Labeled-object pointing entries:

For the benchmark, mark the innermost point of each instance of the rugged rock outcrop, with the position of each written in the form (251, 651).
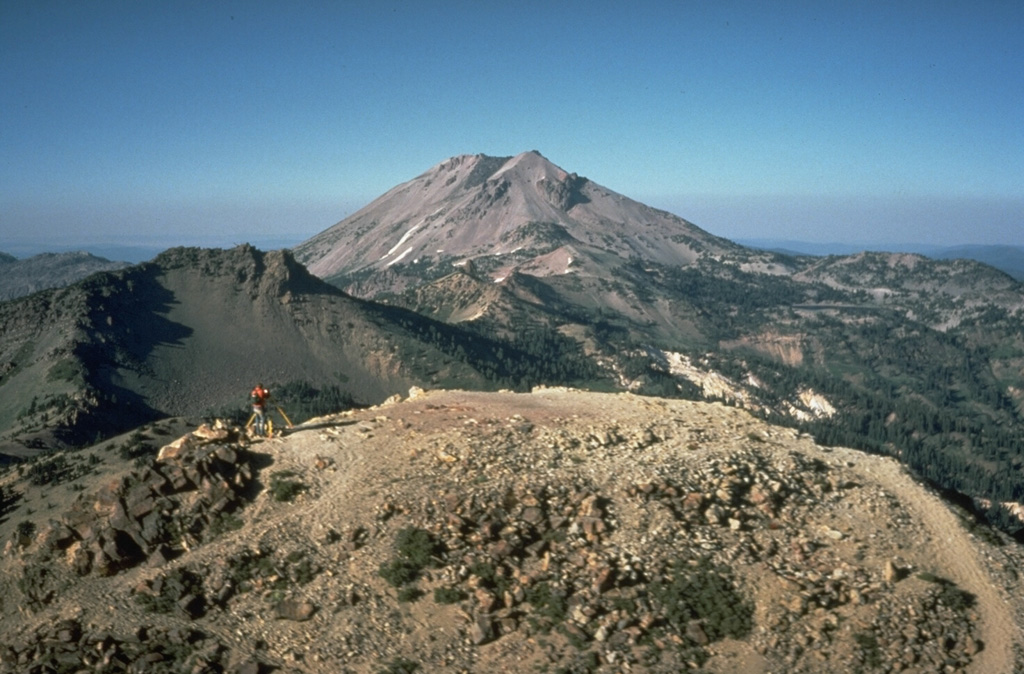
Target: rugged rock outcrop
(480, 533)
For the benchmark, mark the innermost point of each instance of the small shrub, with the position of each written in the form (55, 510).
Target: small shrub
(869, 649)
(704, 592)
(410, 593)
(417, 545)
(449, 595)
(548, 602)
(27, 529)
(398, 572)
(416, 550)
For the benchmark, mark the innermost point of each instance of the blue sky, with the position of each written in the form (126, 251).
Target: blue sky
(219, 122)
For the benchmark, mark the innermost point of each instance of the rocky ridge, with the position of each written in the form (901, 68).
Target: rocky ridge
(555, 531)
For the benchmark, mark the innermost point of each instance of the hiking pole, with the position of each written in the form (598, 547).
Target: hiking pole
(284, 415)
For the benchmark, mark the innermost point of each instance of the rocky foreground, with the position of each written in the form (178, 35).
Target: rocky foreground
(460, 532)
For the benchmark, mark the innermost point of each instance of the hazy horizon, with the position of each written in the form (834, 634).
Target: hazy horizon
(199, 124)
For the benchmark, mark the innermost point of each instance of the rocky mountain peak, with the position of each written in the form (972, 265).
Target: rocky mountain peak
(504, 213)
(468, 532)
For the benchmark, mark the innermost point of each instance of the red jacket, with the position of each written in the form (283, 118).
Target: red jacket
(258, 396)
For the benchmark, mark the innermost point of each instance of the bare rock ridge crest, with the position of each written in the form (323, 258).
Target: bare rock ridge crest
(470, 532)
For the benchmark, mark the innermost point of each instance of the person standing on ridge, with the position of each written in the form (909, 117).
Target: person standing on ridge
(259, 397)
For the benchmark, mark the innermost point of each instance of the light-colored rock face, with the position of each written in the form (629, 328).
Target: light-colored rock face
(498, 532)
(524, 206)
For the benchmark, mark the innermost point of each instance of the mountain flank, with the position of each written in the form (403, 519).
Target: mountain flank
(459, 531)
(19, 278)
(193, 331)
(895, 353)
(502, 213)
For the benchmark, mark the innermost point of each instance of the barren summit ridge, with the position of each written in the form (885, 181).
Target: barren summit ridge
(553, 531)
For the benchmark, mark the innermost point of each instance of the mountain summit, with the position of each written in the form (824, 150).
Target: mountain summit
(506, 214)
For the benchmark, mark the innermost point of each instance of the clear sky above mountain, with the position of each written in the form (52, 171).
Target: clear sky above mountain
(214, 123)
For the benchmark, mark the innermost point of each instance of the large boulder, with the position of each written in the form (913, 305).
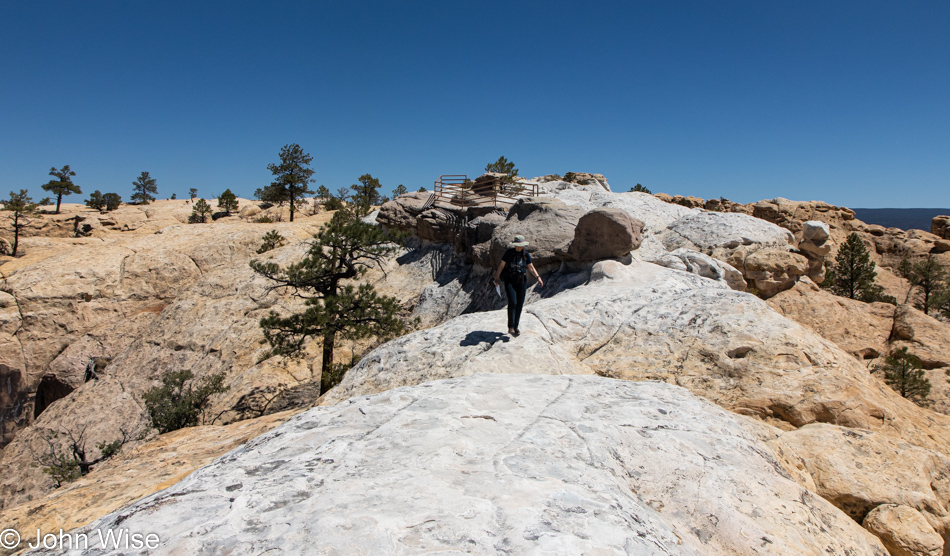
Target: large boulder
(858, 471)
(488, 463)
(903, 531)
(548, 225)
(769, 270)
(605, 233)
(940, 226)
(401, 212)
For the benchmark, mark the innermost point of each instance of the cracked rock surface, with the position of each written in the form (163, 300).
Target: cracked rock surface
(500, 464)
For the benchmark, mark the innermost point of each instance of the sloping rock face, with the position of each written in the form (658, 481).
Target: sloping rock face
(630, 322)
(870, 331)
(511, 463)
(858, 471)
(132, 475)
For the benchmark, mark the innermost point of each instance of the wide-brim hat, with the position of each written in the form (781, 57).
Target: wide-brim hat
(518, 242)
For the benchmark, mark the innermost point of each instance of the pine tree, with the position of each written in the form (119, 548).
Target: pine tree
(365, 194)
(200, 212)
(292, 177)
(342, 252)
(228, 201)
(145, 187)
(853, 272)
(904, 373)
(928, 278)
(21, 205)
(502, 166)
(62, 185)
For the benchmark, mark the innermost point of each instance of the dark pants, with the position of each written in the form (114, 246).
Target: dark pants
(516, 293)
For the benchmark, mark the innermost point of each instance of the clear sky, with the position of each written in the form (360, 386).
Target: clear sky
(847, 102)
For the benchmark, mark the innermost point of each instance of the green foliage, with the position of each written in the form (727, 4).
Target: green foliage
(365, 195)
(927, 279)
(145, 187)
(95, 201)
(853, 273)
(112, 201)
(342, 251)
(62, 185)
(334, 203)
(67, 463)
(103, 203)
(292, 178)
(173, 406)
(21, 205)
(502, 166)
(228, 201)
(904, 373)
(271, 240)
(200, 212)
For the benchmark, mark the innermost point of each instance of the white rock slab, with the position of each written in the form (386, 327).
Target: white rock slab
(488, 464)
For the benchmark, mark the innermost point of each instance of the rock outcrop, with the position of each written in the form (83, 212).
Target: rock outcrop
(510, 463)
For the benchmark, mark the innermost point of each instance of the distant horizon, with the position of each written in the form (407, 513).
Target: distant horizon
(749, 100)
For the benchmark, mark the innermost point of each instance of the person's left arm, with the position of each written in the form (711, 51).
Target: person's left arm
(534, 271)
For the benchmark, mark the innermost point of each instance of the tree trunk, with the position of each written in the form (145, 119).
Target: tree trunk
(326, 371)
(16, 232)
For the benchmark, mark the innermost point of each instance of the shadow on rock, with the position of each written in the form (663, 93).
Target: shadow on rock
(476, 337)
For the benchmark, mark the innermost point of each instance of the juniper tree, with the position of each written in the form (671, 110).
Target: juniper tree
(145, 187)
(62, 185)
(174, 406)
(200, 212)
(927, 277)
(853, 273)
(341, 253)
(503, 166)
(365, 194)
(228, 201)
(904, 373)
(22, 206)
(292, 177)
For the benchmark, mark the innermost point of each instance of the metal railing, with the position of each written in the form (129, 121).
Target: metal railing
(456, 189)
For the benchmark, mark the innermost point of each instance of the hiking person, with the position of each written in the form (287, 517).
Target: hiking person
(514, 268)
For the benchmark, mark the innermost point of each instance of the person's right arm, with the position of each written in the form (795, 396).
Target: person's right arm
(498, 272)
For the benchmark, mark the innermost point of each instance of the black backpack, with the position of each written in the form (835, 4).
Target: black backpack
(517, 269)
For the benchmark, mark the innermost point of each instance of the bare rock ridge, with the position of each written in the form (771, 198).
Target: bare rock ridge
(516, 463)
(817, 455)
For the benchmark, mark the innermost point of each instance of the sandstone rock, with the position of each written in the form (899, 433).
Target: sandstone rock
(547, 224)
(708, 231)
(769, 270)
(861, 329)
(134, 473)
(524, 463)
(940, 226)
(630, 323)
(437, 224)
(605, 233)
(903, 531)
(858, 471)
(703, 265)
(401, 212)
(815, 231)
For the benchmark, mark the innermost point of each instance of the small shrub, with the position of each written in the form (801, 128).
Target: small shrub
(174, 406)
(271, 240)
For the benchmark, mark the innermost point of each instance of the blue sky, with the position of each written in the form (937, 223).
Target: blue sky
(847, 102)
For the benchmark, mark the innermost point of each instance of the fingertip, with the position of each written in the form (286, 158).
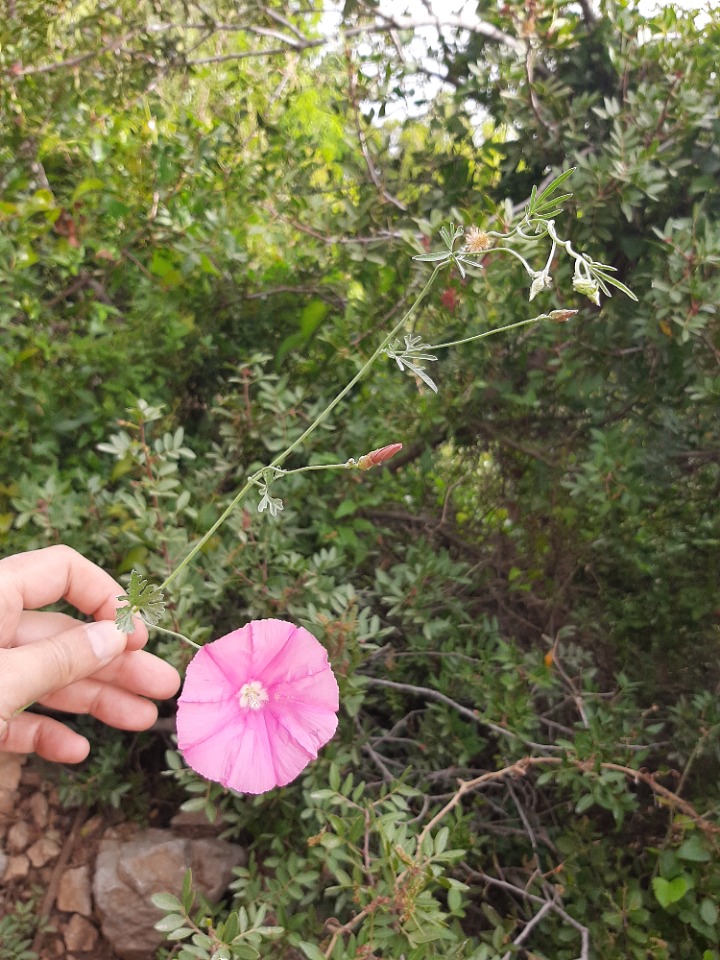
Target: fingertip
(106, 640)
(139, 637)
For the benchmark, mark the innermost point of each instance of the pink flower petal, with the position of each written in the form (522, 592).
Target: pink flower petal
(257, 705)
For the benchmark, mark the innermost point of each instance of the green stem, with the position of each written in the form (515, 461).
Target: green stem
(489, 333)
(281, 457)
(172, 633)
(317, 466)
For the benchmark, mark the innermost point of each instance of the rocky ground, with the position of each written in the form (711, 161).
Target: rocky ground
(46, 861)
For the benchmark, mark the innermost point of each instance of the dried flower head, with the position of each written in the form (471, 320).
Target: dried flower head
(256, 706)
(476, 240)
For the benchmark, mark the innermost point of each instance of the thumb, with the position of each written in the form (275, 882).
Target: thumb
(33, 671)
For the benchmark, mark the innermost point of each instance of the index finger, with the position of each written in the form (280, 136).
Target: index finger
(39, 577)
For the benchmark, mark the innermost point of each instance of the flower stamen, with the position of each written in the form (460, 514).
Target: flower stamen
(253, 695)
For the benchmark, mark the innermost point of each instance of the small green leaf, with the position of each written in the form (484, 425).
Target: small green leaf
(143, 598)
(709, 912)
(86, 186)
(669, 891)
(311, 951)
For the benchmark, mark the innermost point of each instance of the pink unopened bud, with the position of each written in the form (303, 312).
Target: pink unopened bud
(375, 457)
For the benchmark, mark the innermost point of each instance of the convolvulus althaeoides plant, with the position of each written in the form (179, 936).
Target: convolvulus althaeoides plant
(252, 704)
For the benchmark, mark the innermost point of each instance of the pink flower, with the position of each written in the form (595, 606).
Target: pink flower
(256, 706)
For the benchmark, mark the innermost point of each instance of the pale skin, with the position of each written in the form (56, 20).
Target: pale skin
(67, 664)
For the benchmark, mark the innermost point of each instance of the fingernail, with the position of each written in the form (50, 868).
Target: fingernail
(105, 639)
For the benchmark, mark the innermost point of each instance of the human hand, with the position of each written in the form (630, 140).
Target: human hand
(67, 664)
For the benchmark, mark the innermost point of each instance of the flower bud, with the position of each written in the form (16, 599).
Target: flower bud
(587, 287)
(476, 240)
(376, 457)
(541, 281)
(562, 316)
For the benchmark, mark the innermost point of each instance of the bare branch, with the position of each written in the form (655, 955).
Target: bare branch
(473, 715)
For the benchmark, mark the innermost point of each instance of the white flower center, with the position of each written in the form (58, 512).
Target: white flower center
(253, 695)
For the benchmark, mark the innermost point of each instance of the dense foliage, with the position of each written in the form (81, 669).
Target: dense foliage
(209, 213)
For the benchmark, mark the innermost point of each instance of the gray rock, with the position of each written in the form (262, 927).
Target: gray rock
(128, 872)
(74, 891)
(19, 837)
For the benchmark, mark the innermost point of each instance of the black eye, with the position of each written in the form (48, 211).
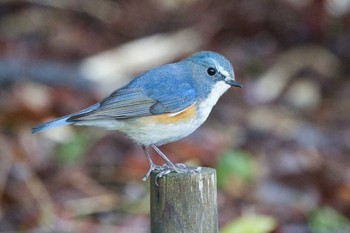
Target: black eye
(211, 71)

Given request: Beginning with the line that contains "form (56, 20).", repeat every remaining line of the data exactly, the last line included, and omit pictures.

Reply to the task:
For the benchmark, mark the innermost point of each instance of the pale skin, with the position of each written in the form (56, 20).
Target: pale skin
(67, 664)
For the benchmark, mark the innermost point of each instance of the fingernail, with the position of each written in the form (50, 868).
Target: fingernail
(105, 639)
For the benchmark, mark the innermost point of each instance of the human hand, with the position of each written in the form (630, 140).
Target: human hand
(67, 664)
For the benchmark, mark the innermost point of each instance of the flower bud, with the position of each written in the form (16, 599).
Target: flower bud
(587, 287)
(476, 240)
(376, 457)
(541, 281)
(562, 316)
For the benchmark, mark the innermost point of each instance of the bare branch, with the position of each written in the form (655, 955).
Target: bare branch
(473, 715)
For the benchmark, mark the innermost point of each instance of the white flower center, with the position of each written in the form (58, 512).
Target: white flower center
(253, 695)
For the benchmark, mark the innermost point of each instance of the dense foliage, with the position of each written in the form (81, 669).
Target: dense foliage
(209, 213)
For the benchmark, mark the innermost point of each instance of the gray rock, with the position of each written in the form (262, 927).
Target: gray rock
(128, 872)
(74, 891)
(19, 837)
For the benchmark, mark the innermost point of each instance of the black eye, with the position of each written in the form (48, 211).
Target: black eye
(211, 71)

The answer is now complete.